• Action item:
Ignoring every picture, transcribe the data in full as it stands.

• Material provided:
--------------------------------------------------

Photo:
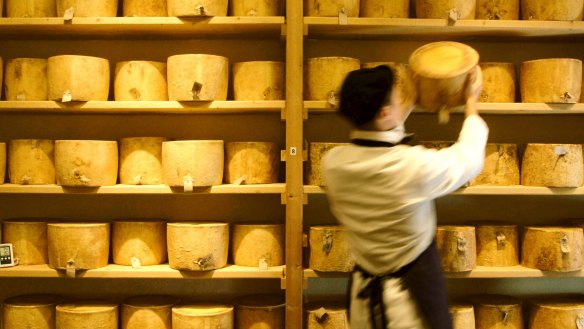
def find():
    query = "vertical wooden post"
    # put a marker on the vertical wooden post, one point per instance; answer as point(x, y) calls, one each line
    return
point(294, 164)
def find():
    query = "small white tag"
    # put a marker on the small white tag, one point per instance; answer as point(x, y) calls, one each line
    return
point(263, 264)
point(188, 184)
point(343, 19)
point(67, 97)
point(136, 264)
point(560, 150)
point(69, 13)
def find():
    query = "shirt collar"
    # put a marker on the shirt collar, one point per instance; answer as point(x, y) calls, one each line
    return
point(393, 136)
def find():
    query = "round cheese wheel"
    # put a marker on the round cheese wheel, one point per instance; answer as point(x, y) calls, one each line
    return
point(26, 79)
point(138, 242)
point(85, 163)
point(324, 76)
point(197, 77)
point(29, 241)
point(78, 246)
point(259, 80)
point(88, 8)
point(78, 78)
point(31, 8)
point(31, 161)
point(197, 246)
point(141, 160)
point(140, 81)
point(145, 8)
point(30, 311)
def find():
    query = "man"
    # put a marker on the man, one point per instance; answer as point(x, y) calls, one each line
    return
point(383, 192)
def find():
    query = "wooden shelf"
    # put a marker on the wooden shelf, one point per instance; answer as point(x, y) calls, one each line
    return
point(146, 272)
point(143, 27)
point(481, 272)
point(277, 188)
point(406, 28)
point(324, 107)
point(131, 107)
point(491, 190)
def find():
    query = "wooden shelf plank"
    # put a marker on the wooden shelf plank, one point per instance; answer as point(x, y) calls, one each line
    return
point(277, 188)
point(481, 272)
point(491, 190)
point(143, 27)
point(359, 27)
point(324, 107)
point(162, 271)
point(130, 107)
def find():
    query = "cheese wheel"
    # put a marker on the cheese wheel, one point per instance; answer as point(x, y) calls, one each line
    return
point(258, 80)
point(385, 9)
point(87, 314)
point(497, 311)
point(460, 9)
point(139, 242)
point(251, 163)
point(498, 9)
point(197, 246)
point(29, 241)
point(145, 8)
point(197, 77)
point(331, 8)
point(552, 165)
point(197, 7)
point(31, 161)
point(462, 316)
point(501, 166)
point(140, 81)
point(560, 312)
point(256, 7)
point(78, 78)
point(78, 246)
point(141, 160)
point(558, 10)
point(202, 316)
point(88, 8)
point(329, 249)
point(2, 163)
point(316, 152)
point(554, 249)
point(457, 247)
point(497, 244)
point(29, 311)
point(324, 76)
point(148, 312)
point(31, 8)
point(552, 80)
point(260, 312)
point(199, 163)
point(26, 79)
point(85, 163)
point(498, 82)
point(326, 315)
point(258, 245)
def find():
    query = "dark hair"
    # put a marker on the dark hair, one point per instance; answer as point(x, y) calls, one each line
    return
point(364, 92)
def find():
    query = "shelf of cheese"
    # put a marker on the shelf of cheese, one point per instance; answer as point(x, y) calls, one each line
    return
point(491, 190)
point(135, 107)
point(361, 28)
point(324, 107)
point(141, 27)
point(277, 188)
point(480, 272)
point(162, 271)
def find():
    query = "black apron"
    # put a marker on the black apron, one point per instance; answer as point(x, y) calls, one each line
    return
point(423, 278)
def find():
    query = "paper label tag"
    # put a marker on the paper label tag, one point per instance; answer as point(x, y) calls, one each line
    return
point(188, 184)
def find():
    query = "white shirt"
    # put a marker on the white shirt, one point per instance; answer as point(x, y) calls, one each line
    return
point(385, 196)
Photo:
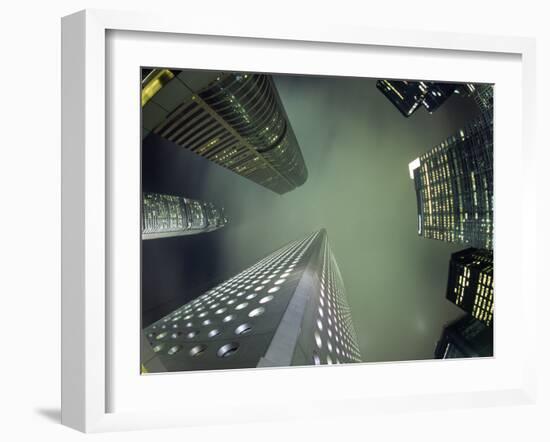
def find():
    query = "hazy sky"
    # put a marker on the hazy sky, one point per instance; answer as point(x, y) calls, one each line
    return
point(357, 147)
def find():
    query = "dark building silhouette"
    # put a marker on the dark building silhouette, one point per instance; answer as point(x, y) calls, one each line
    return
point(454, 186)
point(483, 96)
point(408, 96)
point(465, 338)
point(470, 283)
point(164, 216)
point(236, 120)
point(290, 308)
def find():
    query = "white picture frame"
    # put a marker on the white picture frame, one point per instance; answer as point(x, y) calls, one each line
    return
point(88, 228)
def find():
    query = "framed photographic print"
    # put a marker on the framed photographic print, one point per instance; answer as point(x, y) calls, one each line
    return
point(293, 220)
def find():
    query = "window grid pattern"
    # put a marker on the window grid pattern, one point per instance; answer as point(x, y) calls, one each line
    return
point(234, 324)
point(471, 285)
point(231, 325)
point(454, 185)
point(238, 122)
point(334, 337)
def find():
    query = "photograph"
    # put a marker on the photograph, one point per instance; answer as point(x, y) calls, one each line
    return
point(304, 220)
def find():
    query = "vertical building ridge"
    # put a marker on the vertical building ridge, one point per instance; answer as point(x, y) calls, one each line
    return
point(287, 309)
point(164, 216)
point(454, 186)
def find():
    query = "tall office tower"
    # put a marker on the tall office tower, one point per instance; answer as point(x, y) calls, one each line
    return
point(470, 283)
point(483, 96)
point(164, 216)
point(236, 120)
point(288, 309)
point(454, 186)
point(465, 338)
point(407, 96)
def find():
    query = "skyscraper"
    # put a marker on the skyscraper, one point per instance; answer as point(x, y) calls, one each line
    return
point(407, 96)
point(465, 338)
point(236, 120)
point(290, 308)
point(454, 186)
point(483, 96)
point(165, 216)
point(470, 283)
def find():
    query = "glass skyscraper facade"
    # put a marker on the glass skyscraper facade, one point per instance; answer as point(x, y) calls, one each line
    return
point(170, 215)
point(236, 120)
point(408, 96)
point(454, 186)
point(470, 284)
point(290, 308)
point(465, 338)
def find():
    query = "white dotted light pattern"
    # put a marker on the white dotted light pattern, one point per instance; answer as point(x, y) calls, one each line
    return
point(231, 325)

--------------------------------------------------

• Solution to the problem:
Photo:
def find():
    query = "vertical wooden post"
    # put a marker on the vertical wooden post, one point per instance; answer as point(x, y) calls, one each line
    return
point(294, 164)
def find():
    query = "small white tag"
    # put a marker on the small white tag, one point per instance; answer as point(x, y) calls, one each line
    return
point(263, 264)
point(188, 184)
point(343, 19)
point(67, 97)
point(136, 264)
point(560, 150)
point(69, 13)
def find():
    query = "shirt collar"
    # put a marker on the shirt collar, one point per instance; answer as point(x, y) calls, one each line
    return
point(393, 136)
def find():
    query = "round cheese wheel"
    # put a marker on the round cheese wheel, one point per instance; answer as point(x, y) calls, one each line
    return
point(26, 79)
point(138, 242)
point(85, 163)
point(324, 76)
point(197, 77)
point(29, 241)
point(78, 246)
point(259, 80)
point(88, 8)
point(78, 78)
point(31, 8)
point(31, 161)
point(197, 246)
point(141, 160)
point(140, 81)
point(145, 8)
point(30, 311)
def find():
    query = "man"
    # put a marker on the man, one point per instance; answer as point(x, y) calls, one each line
    return
point(383, 192)
def find():
    query = "wooden shelf"
    # put a marker on the wooden shelf, one point per instance; answer as point(x, y) calls, one each line
    return
point(146, 272)
point(143, 27)
point(481, 272)
point(277, 188)
point(406, 28)
point(324, 107)
point(131, 107)
point(491, 190)
def find():
    query = "wooden shelf plank"
    # put a marker on the wooden shelf plank, one point per instance; answer as point(x, y) calls, one each line
    return
point(277, 188)
point(481, 272)
point(491, 190)
point(143, 27)
point(359, 27)
point(324, 107)
point(162, 271)
point(130, 107)
def find():
    query = "cheese wheel"
    # put a marker on the cheese wheel, one point per instance; answer as point(x, y) calls, one each line
    return
point(258, 80)
point(385, 9)
point(87, 314)
point(497, 311)
point(460, 9)
point(139, 242)
point(251, 163)
point(498, 9)
point(197, 246)
point(29, 241)
point(145, 8)
point(197, 77)
point(331, 8)
point(552, 165)
point(197, 7)
point(31, 161)
point(462, 316)
point(501, 166)
point(140, 81)
point(560, 312)
point(256, 7)
point(78, 78)
point(78, 246)
point(141, 160)
point(558, 10)
point(202, 316)
point(88, 8)
point(329, 249)
point(2, 163)
point(316, 152)
point(554, 249)
point(457, 247)
point(497, 244)
point(29, 311)
point(324, 76)
point(148, 312)
point(31, 8)
point(552, 80)
point(260, 312)
point(199, 163)
point(26, 79)
point(85, 163)
point(498, 82)
point(326, 315)
point(258, 245)
def find():
    query = "dark hair"
    # put a marker on the dark hair, one point per instance; answer as point(x, y) calls, one each line
    return
point(364, 92)
def find():
    query = "shelf of cheese"
    # put a marker on the shelf of cheese, one point per instance; answer as point(x, y) calls, one each line
    return
point(491, 190)
point(135, 107)
point(361, 28)
point(324, 107)
point(141, 27)
point(277, 188)
point(480, 272)
point(162, 271)
def find():
    query = "black apron"
    # put a marker on the black apron, one point per instance; answer as point(x, y) calls, one each line
    return
point(423, 278)
def find():
    query = "paper label tag"
    # put a marker on the paper label tag, one point per instance; answer as point(x, y) calls, one each line
    return
point(188, 184)
def find():
    query = "white shirt"
    # put a marker on the white shirt, one point per instance; answer as point(x, y) calls, one each line
    return
point(385, 196)
Photo:
def find():
    query = "hazy sky"
    # put a marker on the hazy sky, one point per instance; answer as point(x, y) calls, one each line
    return
point(357, 147)
def find():
    query = "dark building silhouette"
    # put a marker on the dark building silhouette, one point per instance; answer as point(x, y) calls, one each line
    return
point(454, 186)
point(483, 96)
point(408, 96)
point(465, 338)
point(470, 283)
point(164, 216)
point(236, 120)
point(290, 308)
def find():
    query = "white picture frame"
    # put a marker on the white picture frame, one point per instance; answer as point(x, y) calls, one each line
    return
point(88, 228)
def find():
    query = "framed photographic print"
    # put a marker on the framed photographic print, one point per instance; answer as point(x, y) calls, one each line
    return
point(293, 220)
def find():
    query = "window grid pattern"
    # put a marker on the window grid pattern, one point per instance; answer as point(x, y) calls, one each line
    return
point(234, 324)
point(471, 285)
point(231, 325)
point(454, 185)
point(238, 122)
point(334, 337)
def find():
    query = "photograph"
    # put a marker on the photograph, one point per instance; answer as point(x, y) calls, one each line
    return
point(304, 220)
def find():
    query = "vertical building ridge"
    # put a marker on the vertical building ridge, one point per instance; answer as point(x, y) calls, one each line
    return
point(287, 309)
point(164, 216)
point(454, 186)
def find():
    query = "tall office tower"
    # put a marker on the tall office tower, one point per instance; answer as point(x, y) calls, one each line
    return
point(470, 283)
point(483, 96)
point(164, 216)
point(236, 120)
point(288, 309)
point(454, 186)
point(465, 338)
point(407, 96)
def find():
    query = "skyscraper"
    # put a marker on the skyscraper, one point per instance; answer as point(x, y) calls, one each line
    return
point(407, 96)
point(465, 338)
point(236, 120)
point(290, 308)
point(454, 186)
point(483, 96)
point(165, 216)
point(470, 283)
def find():
    query = "glass skyscraper facade"
    # put a marker on the glass skyscraper facade, one point per instance; answer as point(x, y) calls, one each line
    return
point(170, 215)
point(236, 120)
point(408, 96)
point(454, 186)
point(470, 284)
point(290, 308)
point(465, 338)
def find():
    query = "white dotted light pattern"
    # put a marker on the white dotted light pattern, one point per instance; answer as point(x, y) calls, one each line
    return
point(231, 325)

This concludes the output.